- What you have to do
Can you arrange the records below as a numbered list, one line per item, leaving out any blank lines?

- Given data
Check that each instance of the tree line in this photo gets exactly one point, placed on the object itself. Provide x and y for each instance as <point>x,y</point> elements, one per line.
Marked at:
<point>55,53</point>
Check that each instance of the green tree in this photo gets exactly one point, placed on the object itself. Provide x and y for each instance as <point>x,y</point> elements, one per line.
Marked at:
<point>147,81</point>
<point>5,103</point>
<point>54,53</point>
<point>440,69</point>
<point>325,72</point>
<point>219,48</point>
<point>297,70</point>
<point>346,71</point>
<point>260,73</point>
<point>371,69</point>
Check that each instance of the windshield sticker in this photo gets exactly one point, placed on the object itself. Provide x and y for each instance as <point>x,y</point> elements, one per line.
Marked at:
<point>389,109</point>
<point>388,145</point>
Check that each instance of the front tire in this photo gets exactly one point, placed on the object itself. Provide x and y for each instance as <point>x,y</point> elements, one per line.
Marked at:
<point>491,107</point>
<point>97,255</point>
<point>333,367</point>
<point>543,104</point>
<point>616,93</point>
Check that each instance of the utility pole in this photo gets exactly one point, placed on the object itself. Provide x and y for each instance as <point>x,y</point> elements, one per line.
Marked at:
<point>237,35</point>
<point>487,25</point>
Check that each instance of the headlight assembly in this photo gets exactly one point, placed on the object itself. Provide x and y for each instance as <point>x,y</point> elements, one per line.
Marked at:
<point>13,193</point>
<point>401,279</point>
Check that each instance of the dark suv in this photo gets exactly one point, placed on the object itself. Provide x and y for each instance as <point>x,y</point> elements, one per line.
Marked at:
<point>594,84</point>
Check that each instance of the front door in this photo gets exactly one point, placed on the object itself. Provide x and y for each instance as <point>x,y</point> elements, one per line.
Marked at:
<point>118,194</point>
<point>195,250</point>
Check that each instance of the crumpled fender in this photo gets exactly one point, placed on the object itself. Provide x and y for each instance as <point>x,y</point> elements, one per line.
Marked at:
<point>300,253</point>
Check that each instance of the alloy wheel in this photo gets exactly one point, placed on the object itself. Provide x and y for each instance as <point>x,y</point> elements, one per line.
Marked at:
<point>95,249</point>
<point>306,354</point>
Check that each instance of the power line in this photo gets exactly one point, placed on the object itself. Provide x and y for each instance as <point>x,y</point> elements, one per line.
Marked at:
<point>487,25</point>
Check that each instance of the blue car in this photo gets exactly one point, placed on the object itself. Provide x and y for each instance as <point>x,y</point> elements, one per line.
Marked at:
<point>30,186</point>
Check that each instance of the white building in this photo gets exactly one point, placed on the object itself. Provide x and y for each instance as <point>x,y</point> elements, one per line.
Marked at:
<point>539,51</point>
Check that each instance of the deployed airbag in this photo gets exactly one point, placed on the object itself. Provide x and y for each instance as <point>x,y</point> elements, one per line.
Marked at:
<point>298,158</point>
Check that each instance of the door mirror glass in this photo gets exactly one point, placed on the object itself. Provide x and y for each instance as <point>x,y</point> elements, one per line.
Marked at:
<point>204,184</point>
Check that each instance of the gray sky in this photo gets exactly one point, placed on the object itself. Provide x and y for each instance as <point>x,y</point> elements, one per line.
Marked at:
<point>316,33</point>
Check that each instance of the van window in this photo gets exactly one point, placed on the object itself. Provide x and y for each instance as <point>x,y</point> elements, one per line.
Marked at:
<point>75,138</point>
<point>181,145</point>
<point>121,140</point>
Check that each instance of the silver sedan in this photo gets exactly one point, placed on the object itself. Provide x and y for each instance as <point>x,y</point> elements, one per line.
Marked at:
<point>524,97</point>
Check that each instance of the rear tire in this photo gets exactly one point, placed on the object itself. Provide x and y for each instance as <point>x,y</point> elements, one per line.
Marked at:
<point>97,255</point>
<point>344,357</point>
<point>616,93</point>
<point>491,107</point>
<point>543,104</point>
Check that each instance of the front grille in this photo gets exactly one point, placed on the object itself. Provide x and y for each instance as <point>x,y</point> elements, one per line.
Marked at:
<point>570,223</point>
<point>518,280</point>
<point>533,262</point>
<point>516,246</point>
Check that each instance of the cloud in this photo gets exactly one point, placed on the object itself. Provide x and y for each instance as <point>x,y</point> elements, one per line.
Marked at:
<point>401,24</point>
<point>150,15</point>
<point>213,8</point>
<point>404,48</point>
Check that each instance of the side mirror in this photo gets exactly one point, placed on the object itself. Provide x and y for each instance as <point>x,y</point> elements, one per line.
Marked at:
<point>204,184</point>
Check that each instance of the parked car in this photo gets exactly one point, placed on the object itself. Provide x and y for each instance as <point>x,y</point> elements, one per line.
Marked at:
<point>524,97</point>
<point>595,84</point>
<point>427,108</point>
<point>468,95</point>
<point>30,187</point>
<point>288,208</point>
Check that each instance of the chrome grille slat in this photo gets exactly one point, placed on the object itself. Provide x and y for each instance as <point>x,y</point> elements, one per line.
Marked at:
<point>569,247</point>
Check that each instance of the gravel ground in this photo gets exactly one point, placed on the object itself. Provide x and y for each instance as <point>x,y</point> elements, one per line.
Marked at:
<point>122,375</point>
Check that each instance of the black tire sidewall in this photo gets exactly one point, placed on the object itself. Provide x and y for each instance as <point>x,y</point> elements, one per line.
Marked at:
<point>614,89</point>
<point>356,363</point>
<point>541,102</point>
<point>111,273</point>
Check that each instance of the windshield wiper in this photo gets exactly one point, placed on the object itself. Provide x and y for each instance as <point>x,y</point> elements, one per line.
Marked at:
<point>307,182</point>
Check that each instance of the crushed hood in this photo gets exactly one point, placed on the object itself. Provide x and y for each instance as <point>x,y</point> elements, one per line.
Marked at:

- Response for this exercise
1. Check that each instance of the tree line in this photo gets exactly one point, placed on the object itself. Provide x and y for each instance as <point>x,y</point> elements, one per line.
2. Marked at:
3. <point>55,53</point>
4. Check that each instance of the green tree in this photo gets exactly one point, placed on the object itself. Provide x and y for each instance as <point>x,y</point> elements, one per line.
5. Marked at:
6. <point>147,81</point>
7. <point>5,103</point>
8. <point>54,53</point>
9. <point>440,69</point>
10. <point>325,72</point>
11. <point>219,48</point>
12. <point>297,70</point>
13. <point>346,71</point>
14. <point>260,73</point>
15. <point>371,69</point>
16. Check that each instance of the windshield sticker in this photo gets exactly one point, placed on the object itself. Provide x and y for each instance as <point>x,y</point> elements, one per line.
17. Marked at:
18. <point>389,109</point>
19. <point>388,145</point>
20. Check that each instance of the front tire in this photo gets exactly one point, placed on the object itself. Provide x and y for each instance as <point>x,y</point> elements, one per line.
21. Marked at:
22. <point>491,107</point>
23. <point>97,255</point>
24. <point>333,367</point>
25. <point>543,104</point>
26. <point>616,93</point>
27. Check that each instance of the utility pole in this photo gets exactly one point, placed on the object itself. Provide x and y for each instance as <point>x,y</point> elements, one per line.
28. Marked at:
29. <point>237,35</point>
30. <point>487,25</point>
31. Check that each instance of the headlight assembly in this photo gets exactly one point, placed on the object itself. Provide x and y for each instance as <point>x,y</point> elements, one per line.
32. Marked at:
33. <point>13,193</point>
34. <point>401,279</point>
35. Check that each instance of the dark suv in this photo gets exactly one point, placed on the object itself. Provide x and y for each instance as <point>x,y</point> elements, one per line.
36. Marked at:
37. <point>594,84</point>
38. Check that each instance of the front door in this photo gets exactly one point, placed on the object itself. Provide x and y for each instance as <point>x,y</point> elements, one per line.
39. Marked at:
40. <point>118,194</point>
41. <point>195,250</point>
42. Check that each instance of the crumpled fender in this photo gets exactly one point, placed on the object itself. Provide x and y for each instance as <point>x,y</point> elements, one per line.
43. Marked at:
44. <point>300,253</point>
45. Check that each instance of the alloy wheel in this photo gets exactly one point, placed on the object itself. Provide x and y for each instance as <point>x,y</point> elements, one per line.
46. Marked at:
47. <point>95,249</point>
48. <point>306,354</point>
49. Check that each instance of the power line in this photo gets exactly one point, placed on the object itself. Provide x and y for each instance as <point>x,y</point> elements, one per line.
50. Marked at:
51. <point>487,25</point>
52. Check that each instance of the blue car in this photo gets exactly one point, placed on the object itself. Provide x and y for each instance as <point>x,y</point> elements, one per line.
53. Marked at:
54. <point>30,186</point>
55. Check that each instance of the white building in this photo gets exactly one point, placed on the object itself. Provide x and y for each instance as <point>x,y</point> elements, one per line.
56. Marked at:
57. <point>539,51</point>
58. Check that each instance of the deployed airbag in this photo gets exactly one point, placed on the object itself. Provide x and y for each instance as <point>x,y</point> elements, one per line.
59. Marked at:
60. <point>298,158</point>
61. Check that each instance of the door mirror glass in this photo gets exactly one point, placed on the object itself. Provide x and y for each instance as <point>x,y</point> elements, one per line.
62. Marked at:
63. <point>204,184</point>
64. Check that each instance of the gray sky in this photo gets exactly one point, placed on the object itself. Provide x and y for each instance as <point>x,y</point> elements, one per line.
65. Marked at:
66. <point>316,33</point>
67. Check that each instance of the van window in this photo gets exactly one point, placed on the object itself. Provide x and y for each instance as <point>x,y</point> elements, one per line.
68. Marked at:
69. <point>75,138</point>
70. <point>181,145</point>
71. <point>121,140</point>
72. Check that each instance of the silver sedan in this photo gets exactly one point, placed on the object itself. Provide x and y for each instance as <point>x,y</point> elements, one per line.
73. Marked at:
74. <point>524,97</point>
75. Check that each instance of the rear tire in this photo gets exactly one point, placed on the object itself. Provide x and y for each instance as <point>x,y</point> elements, one per line.
76. Marked at:
77. <point>97,255</point>
78. <point>344,357</point>
79. <point>616,93</point>
80. <point>491,107</point>
81. <point>543,104</point>
82. Check that each instance of the front grille in this photo gets exactly one point, placed on the object itself. Provide x and y for each instance as <point>x,y</point> elements, one per line.
83. Marked at:
84. <point>570,223</point>
85. <point>518,280</point>
86. <point>533,262</point>
87. <point>516,246</point>
88. Check that each instance of the cloud in this photo gets exactly one point, placed on the object itself. Provide x and y for each instance as <point>x,y</point> elements, one per line.
89. Marked at:
90. <point>401,24</point>
91. <point>150,15</point>
92. <point>213,8</point>
93. <point>404,48</point>
94. Check that each instance of the side mirror in this photo gets exactly one point, placed on the object itself. Provide x and y for each instance as <point>x,y</point> elements, one per line.
95. Marked at:
96. <point>204,184</point>
97. Check that each instance of the parked car in this photo gets exactly one point, placed on the object itself. Provide x and y for each instance as <point>x,y</point> elements, one per line.
98. Marked at:
99. <point>524,97</point>
100. <point>595,84</point>
101. <point>427,108</point>
102. <point>468,95</point>
103. <point>30,187</point>
104. <point>288,208</point>
105. Check that each instance of the chrome grille slat in this photo gets exactly one point, placed on the object itself. Provide x and y for each instance as <point>x,y</point> elements, one per line.
106. Marked at:
107. <point>569,247</point>
108. Check that each instance of the gravel ground in this photo gets exactly one point, placed on the object itself. Provide x and y for each instance as <point>x,y</point> elements, one per line.
109. Marked at:
110. <point>122,375</point>
111. Check that each instance of the black tire sidewall in this photo gets exactly one point, placed on the object itself. Provide x and y for each instance as <point>x,y</point> elements, one per line.
112. Marked at:
113. <point>614,89</point>
114. <point>356,363</point>
115. <point>541,102</point>
116. <point>111,273</point>
117. Check that each instance of the windshield wiper in this photo gets exactly one point, placed on the object itself. Provide x and y for each instance as <point>x,y</point> elements, one per line.
118. Marked at:
119. <point>307,182</point>
120. Check that each instance of the crushed hood in this photo gets exactly one point, placed on the object itself. Provide x and y for each instance as <point>x,y</point> elements, one per line.
121. Marked at:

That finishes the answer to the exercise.